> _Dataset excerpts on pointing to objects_
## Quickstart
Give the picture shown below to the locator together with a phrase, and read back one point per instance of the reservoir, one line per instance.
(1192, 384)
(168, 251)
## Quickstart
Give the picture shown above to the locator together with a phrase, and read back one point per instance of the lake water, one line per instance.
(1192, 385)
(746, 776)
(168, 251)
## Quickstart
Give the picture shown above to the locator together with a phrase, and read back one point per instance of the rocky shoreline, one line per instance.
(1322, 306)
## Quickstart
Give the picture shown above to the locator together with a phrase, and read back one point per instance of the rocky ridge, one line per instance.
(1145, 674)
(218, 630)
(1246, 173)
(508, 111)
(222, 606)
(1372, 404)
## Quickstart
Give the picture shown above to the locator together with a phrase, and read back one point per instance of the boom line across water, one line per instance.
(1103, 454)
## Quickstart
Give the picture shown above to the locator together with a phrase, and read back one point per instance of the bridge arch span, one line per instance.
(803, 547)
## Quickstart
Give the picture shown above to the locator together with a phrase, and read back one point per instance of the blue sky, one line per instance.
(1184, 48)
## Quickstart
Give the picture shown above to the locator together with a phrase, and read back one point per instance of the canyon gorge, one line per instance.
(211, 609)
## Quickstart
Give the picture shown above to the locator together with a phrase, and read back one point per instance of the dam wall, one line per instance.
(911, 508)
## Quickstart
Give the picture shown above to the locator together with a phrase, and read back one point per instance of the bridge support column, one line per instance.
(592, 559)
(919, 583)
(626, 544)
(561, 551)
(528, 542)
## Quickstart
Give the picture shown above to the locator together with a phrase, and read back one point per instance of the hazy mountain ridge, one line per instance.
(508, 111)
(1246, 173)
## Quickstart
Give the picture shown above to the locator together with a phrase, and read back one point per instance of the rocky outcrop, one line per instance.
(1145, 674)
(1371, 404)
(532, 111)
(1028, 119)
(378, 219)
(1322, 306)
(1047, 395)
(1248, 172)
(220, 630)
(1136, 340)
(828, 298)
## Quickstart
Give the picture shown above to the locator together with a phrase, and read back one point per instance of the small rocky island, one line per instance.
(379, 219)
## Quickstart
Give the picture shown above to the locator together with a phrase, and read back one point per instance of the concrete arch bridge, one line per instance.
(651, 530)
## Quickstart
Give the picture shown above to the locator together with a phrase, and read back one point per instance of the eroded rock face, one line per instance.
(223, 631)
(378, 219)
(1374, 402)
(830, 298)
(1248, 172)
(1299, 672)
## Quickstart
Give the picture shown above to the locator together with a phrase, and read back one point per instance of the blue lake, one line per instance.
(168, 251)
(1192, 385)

> _CHALLENGE_
Return, unchanged, every line in the entries above that contains the string "water".

> _TASK RESULT_
Give the picture shown above to the locator together with a phrase, and read back one point per instance of the lake water, one line per instance.
Give the picture shown above to the locator together with a phrase, and read back one point per instance of the boom line across water, one line per instance.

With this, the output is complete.